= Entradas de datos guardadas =
________________
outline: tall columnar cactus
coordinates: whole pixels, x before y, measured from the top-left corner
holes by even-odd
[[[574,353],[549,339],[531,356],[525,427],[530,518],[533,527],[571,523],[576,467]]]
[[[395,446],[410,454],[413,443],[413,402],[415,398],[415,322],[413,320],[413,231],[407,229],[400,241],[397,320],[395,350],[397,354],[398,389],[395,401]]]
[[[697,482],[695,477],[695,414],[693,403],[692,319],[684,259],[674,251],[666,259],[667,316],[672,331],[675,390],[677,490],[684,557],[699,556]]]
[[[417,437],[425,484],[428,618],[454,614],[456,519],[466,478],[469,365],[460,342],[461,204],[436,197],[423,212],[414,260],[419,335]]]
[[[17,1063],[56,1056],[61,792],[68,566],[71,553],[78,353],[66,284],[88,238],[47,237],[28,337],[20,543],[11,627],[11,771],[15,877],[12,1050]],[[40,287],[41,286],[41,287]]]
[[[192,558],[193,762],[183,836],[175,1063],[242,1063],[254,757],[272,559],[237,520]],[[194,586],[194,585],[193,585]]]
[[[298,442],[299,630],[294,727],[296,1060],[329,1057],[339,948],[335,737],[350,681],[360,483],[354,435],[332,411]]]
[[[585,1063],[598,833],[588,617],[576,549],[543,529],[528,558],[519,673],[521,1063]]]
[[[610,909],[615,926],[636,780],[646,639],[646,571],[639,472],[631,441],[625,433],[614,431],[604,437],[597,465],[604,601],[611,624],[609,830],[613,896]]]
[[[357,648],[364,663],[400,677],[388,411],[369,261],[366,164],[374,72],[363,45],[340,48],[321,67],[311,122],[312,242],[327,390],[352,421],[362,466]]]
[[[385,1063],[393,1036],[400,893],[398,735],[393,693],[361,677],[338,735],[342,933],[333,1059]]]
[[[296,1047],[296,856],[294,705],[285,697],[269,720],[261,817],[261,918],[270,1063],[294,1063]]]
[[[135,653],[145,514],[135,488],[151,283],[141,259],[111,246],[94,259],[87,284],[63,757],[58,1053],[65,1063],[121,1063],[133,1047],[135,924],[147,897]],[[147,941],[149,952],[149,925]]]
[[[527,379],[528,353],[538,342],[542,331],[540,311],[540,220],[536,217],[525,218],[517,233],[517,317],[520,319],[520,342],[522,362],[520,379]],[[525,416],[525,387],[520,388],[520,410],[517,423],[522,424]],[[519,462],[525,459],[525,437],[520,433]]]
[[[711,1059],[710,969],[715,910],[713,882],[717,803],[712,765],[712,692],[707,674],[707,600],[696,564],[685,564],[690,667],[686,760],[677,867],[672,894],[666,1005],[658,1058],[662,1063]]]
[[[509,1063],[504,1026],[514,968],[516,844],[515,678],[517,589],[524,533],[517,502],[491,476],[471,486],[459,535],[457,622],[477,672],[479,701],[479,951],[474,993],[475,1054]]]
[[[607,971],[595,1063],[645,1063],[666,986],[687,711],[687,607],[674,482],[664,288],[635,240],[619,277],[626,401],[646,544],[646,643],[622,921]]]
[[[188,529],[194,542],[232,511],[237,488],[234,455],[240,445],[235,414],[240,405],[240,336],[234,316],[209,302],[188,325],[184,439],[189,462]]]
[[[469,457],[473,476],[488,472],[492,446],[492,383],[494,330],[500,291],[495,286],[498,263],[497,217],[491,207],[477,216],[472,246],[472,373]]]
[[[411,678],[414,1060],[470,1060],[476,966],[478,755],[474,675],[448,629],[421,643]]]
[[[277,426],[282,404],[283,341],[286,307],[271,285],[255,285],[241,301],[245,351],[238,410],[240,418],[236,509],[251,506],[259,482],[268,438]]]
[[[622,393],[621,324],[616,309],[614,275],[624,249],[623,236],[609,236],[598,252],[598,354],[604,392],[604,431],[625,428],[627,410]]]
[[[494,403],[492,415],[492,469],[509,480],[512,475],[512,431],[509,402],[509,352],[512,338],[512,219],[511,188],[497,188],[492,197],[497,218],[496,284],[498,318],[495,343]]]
________________
= Instrucciones y requisitos =
¿Qué líneas de los datos contienen la palabra "before"? Identifícalas y cópialas completas, distinguiendo entre mayúsculas y minúsculas.

= Resultado esperado =
coordinates: whole pixels, x before y, measured from the top-left corner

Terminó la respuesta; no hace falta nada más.